Records from a collection
━━━
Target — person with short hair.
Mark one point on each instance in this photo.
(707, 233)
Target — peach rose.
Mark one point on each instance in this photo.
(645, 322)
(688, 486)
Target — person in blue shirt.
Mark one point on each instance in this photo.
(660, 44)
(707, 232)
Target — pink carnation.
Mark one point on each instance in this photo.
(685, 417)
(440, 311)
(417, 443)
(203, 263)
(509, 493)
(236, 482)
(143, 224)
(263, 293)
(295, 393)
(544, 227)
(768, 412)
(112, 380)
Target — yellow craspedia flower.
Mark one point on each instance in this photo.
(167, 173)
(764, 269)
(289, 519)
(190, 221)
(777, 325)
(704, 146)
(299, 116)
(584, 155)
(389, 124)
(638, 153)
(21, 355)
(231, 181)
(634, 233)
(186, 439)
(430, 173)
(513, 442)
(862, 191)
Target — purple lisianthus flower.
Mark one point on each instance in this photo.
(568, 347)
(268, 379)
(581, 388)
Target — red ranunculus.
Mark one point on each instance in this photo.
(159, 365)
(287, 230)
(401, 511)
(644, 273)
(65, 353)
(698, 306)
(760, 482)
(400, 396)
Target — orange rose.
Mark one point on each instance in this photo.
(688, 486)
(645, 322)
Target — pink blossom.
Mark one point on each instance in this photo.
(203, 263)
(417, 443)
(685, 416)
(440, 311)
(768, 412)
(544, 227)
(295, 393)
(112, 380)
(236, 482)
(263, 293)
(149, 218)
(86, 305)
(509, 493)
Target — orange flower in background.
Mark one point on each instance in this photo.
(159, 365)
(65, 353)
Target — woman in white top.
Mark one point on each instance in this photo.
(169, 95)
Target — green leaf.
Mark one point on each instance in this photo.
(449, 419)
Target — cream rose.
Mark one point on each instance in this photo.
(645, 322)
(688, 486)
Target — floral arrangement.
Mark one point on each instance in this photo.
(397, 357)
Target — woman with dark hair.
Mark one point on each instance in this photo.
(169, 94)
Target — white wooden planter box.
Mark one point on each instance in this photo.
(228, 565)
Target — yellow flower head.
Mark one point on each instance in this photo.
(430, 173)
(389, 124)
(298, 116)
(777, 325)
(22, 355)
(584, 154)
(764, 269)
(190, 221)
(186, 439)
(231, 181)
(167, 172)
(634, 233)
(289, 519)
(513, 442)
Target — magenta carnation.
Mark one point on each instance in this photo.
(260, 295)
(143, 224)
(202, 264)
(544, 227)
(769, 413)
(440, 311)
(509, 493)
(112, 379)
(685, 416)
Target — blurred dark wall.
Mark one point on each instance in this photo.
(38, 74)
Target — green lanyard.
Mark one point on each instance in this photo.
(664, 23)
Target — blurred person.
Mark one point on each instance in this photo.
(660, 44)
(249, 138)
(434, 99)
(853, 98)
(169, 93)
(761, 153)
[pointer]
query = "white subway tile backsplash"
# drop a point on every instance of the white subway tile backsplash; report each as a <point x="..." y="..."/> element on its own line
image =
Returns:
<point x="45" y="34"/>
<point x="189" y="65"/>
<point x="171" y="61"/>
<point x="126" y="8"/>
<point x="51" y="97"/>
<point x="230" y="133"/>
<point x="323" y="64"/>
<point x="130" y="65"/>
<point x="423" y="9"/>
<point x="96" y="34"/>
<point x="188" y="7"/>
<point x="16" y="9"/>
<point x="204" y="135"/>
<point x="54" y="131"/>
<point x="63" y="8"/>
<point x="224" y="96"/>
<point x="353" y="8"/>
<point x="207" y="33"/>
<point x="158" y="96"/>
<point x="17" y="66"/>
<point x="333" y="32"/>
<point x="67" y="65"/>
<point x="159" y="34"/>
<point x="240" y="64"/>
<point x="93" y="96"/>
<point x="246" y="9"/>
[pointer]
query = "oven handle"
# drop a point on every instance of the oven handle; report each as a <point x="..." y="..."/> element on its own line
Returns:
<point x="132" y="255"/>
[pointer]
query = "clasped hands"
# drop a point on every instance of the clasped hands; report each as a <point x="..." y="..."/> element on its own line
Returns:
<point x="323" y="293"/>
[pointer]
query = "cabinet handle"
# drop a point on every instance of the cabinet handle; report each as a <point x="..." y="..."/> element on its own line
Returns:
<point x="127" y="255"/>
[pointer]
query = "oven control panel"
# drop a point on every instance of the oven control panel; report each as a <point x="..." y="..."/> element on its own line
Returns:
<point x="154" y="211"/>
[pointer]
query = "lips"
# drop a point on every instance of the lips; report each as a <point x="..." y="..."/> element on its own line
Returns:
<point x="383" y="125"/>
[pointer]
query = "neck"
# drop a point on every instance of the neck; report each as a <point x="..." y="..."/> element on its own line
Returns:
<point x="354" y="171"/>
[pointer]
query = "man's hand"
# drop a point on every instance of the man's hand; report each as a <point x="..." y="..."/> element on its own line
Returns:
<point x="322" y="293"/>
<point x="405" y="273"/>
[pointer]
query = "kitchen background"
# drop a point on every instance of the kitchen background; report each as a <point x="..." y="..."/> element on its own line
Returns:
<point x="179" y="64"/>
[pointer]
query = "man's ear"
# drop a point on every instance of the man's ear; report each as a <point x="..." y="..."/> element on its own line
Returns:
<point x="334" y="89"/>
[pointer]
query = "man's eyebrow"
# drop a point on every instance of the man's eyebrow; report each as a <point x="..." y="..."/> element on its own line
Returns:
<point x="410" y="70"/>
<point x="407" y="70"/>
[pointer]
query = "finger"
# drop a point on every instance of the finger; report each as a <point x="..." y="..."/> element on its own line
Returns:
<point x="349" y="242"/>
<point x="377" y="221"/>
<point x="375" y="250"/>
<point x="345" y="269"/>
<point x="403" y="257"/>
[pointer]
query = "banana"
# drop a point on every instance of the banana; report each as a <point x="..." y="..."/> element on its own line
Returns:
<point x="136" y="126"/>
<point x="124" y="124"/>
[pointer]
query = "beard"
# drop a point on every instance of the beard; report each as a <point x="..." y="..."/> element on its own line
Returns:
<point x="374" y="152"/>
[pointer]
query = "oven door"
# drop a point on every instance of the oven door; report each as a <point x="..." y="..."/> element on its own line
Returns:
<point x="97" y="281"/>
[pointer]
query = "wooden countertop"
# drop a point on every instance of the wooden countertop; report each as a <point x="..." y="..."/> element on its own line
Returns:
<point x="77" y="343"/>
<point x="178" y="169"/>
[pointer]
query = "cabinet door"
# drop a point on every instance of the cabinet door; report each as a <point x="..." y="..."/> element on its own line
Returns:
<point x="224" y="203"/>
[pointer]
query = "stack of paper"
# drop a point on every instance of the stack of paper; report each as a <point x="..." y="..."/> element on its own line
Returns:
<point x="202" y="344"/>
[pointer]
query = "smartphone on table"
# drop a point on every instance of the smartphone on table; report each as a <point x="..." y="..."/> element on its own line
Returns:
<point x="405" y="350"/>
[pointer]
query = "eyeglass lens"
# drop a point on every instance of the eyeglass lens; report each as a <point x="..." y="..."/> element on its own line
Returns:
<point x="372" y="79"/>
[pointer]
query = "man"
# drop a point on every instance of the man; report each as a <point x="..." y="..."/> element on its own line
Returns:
━━━
Exercise description |
Print the data word for word.

Solved problem |
Target — person with short hair.
Mark one point on each instance in this photo.
(707, 233)
Target — peach rose.
Mark one point on each instance in this photo.
(645, 322)
(688, 486)
Target — person in blue shirt.
Mark one point on each instance in this photo.
(660, 44)
(707, 232)
Target — pink carnation.
Mark one point on each instance in this photo.
(685, 417)
(440, 311)
(417, 443)
(203, 263)
(509, 493)
(236, 482)
(143, 224)
(263, 293)
(295, 393)
(544, 227)
(768, 412)
(112, 380)
Target — yellow craspedia flower.
Mark one point on each instance in this photo.
(167, 173)
(764, 269)
(289, 519)
(190, 221)
(777, 325)
(704, 146)
(299, 116)
(584, 155)
(389, 124)
(638, 153)
(21, 355)
(231, 181)
(634, 233)
(186, 439)
(430, 173)
(513, 442)
(862, 191)
Target — purple lisianthus flower.
Mark one point on each instance in this photo.
(568, 347)
(268, 379)
(581, 388)
Target — red ranunculus.
Mark one point on each instance in this photo.
(159, 365)
(287, 230)
(401, 511)
(644, 273)
(65, 353)
(698, 306)
(760, 482)
(400, 396)
Target — orange rose.
Mark one point on each instance in this photo.
(688, 486)
(645, 322)
Target — pink blossom.
Mark one point on each instance in this photo.
(203, 263)
(417, 443)
(685, 416)
(440, 311)
(768, 412)
(544, 227)
(295, 393)
(112, 380)
(236, 482)
(263, 293)
(149, 218)
(86, 305)
(509, 493)
Target — orange flower in background.
Mark one point on each instance in this photo.
(159, 365)
(65, 353)
Target — woman in white top.
Mark one point on each instance in this photo.
(169, 95)
Target — green leaf.
Mark one point on each instance in this photo.
(449, 419)
Target — cream rose.
Mark one point on each instance in this photo.
(645, 322)
(688, 486)
Target — floral arrangement.
Mark one point on each instance in this photo.
(397, 357)
Target — woman with dark hair.
Mark one point on each instance in this photo.
(169, 94)
Target — white wooden planter box.
Mark one point on each instance in this photo.
(228, 565)
Target — yellow flower head.
Mark one point on each instance in this photo.
(430, 173)
(389, 124)
(298, 116)
(777, 325)
(22, 355)
(584, 154)
(764, 269)
(190, 221)
(186, 439)
(231, 181)
(167, 172)
(634, 233)
(289, 519)
(513, 442)
Target — magenta carnation.
Mark one point on each instance in this photo.
(260, 295)
(143, 224)
(202, 264)
(544, 227)
(769, 413)
(440, 311)
(509, 493)
(112, 379)
(685, 416)
Target — blurred dark wall.
Mark one point on each instance in this photo.
(38, 74)
Target — green lanyard.
Mark one point on each instance in this photo.
(664, 23)
Target — blurred person.
Mark one point on each instance in this photo.
(660, 44)
(249, 138)
(434, 99)
(853, 98)
(169, 93)
(761, 153)
[pointer]
query = "white subway tile backsplash"
# drop a point on every instance of the white subway tile backsplash; report each as a <point x="..." y="..."/> element on its own line
image =
Returns:
<point x="45" y="34"/>
<point x="189" y="65"/>
<point x="171" y="61"/>
<point x="126" y="8"/>
<point x="51" y="97"/>
<point x="230" y="133"/>
<point x="323" y="64"/>
<point x="130" y="65"/>
<point x="423" y="9"/>
<point x="96" y="34"/>
<point x="188" y="7"/>
<point x="16" y="9"/>
<point x="204" y="135"/>
<point x="54" y="131"/>
<point x="63" y="8"/>
<point x="224" y="96"/>
<point x="353" y="8"/>
<point x="207" y="33"/>
<point x="158" y="96"/>
<point x="17" y="66"/>
<point x="333" y="32"/>
<point x="67" y="65"/>
<point x="159" y="34"/>
<point x="240" y="64"/>
<point x="93" y="96"/>
<point x="246" y="9"/>
[pointer]
query = "oven handle"
# drop a point on every instance of the oven handle; report each as a <point x="..." y="..."/> element on its own line
Returns:
<point x="132" y="255"/>
[pointer]
query = "clasped hands"
# drop a point on every instance of the clasped hands; report each as a <point x="..." y="..."/> element on its own line
Returns:
<point x="323" y="293"/>
[pointer]
query = "cabinet handle"
# drop a point on every instance of the cabinet handle; report each as a <point x="..." y="..."/> element on its own line
Returns:
<point x="127" y="255"/>
[pointer]
query = "oven control panel"
# drop a point on every instance of the oven control panel; report each as a <point x="..." y="..."/> element on its own line
Returns:
<point x="154" y="211"/>
[pointer]
query = "lips"
# drop a point on every instance of the lips; report each as a <point x="..." y="..."/> element on its own line
Returns:
<point x="383" y="125"/>
[pointer]
query = "neck"
# drop a point on every instance of the neck; report each as a <point x="..." y="..."/> element on its own line
Returns:
<point x="354" y="171"/>
[pointer]
query = "man's hand"
# drop a point on every instance of the man's hand; report each as a <point x="..." y="..."/> element on its own line
Returns:
<point x="322" y="293"/>
<point x="405" y="273"/>
[pointer]
query = "kitchen background"
# drop a point on every instance of the kitchen background; report each as a <point x="..." y="..."/> element on its own line
Returns:
<point x="179" y="64"/>
[pointer]
query = "man's ear"
# drop a point on every instance of the man's ear; report each as a <point x="..." y="..."/> element on its own line
Returns:
<point x="334" y="89"/>
[pointer]
query = "man's eyebrow"
# drop a point on every instance of the man's eyebrow; report each as a <point x="..." y="..."/> element on its own line
Returns:
<point x="410" y="70"/>
<point x="407" y="70"/>
[pointer]
query = "finger"
# drop a point on every instance of the finger; report each as a <point x="..." y="..."/> element on its own line
Returns:
<point x="349" y="242"/>
<point x="377" y="221"/>
<point x="375" y="250"/>
<point x="345" y="269"/>
<point x="403" y="257"/>
[pointer]
query = "banana"
# drop a point on every instance of the banana; report each as a <point x="..." y="..."/> element on its own line
Returns:
<point x="136" y="126"/>
<point x="124" y="124"/>
[pointer]
query = "beard"
# drop a point on every instance of the beard; report each as a <point x="..." y="..."/> element on its own line
Returns:
<point x="374" y="152"/>
[pointer]
query = "oven door"
# drop a point on every instance of the oven door; report each as a <point x="..." y="..."/> element on its own line
Returns:
<point x="97" y="281"/>
[pointer]
query = "wooden countertop"
# drop a point on every instance of the wooden countertop; report each as a <point x="..." y="..."/> element on its own line
Returns:
<point x="77" y="343"/>
<point x="178" y="169"/>
[pointer]
query = "cabinet door"
# drop a point on every instance of the cabinet door; report each as a <point x="..." y="..."/> element on its own line
Returns:
<point x="224" y="203"/>
[pointer]
query = "stack of paper"
# drop a point on every instance of the stack of paper; report each as a <point x="..." y="..."/> element on its own line
Returns:
<point x="202" y="344"/>
[pointer]
query = "smartphone on table"
# drop a point on every instance of the smartphone on table; report each as a <point x="..." y="..."/> element on its own line
Returns:
<point x="405" y="350"/>
[pointer]
query = "eyeglass lens"
# drop a point on every instance of the eyeglass lens; report each as a <point x="..." y="..."/> element on its own line
Returns:
<point x="372" y="79"/>
[pointer]
query = "man"
# drop a point on every instance of the man; report each as a <point x="..." y="..."/> element on its own line
Returns:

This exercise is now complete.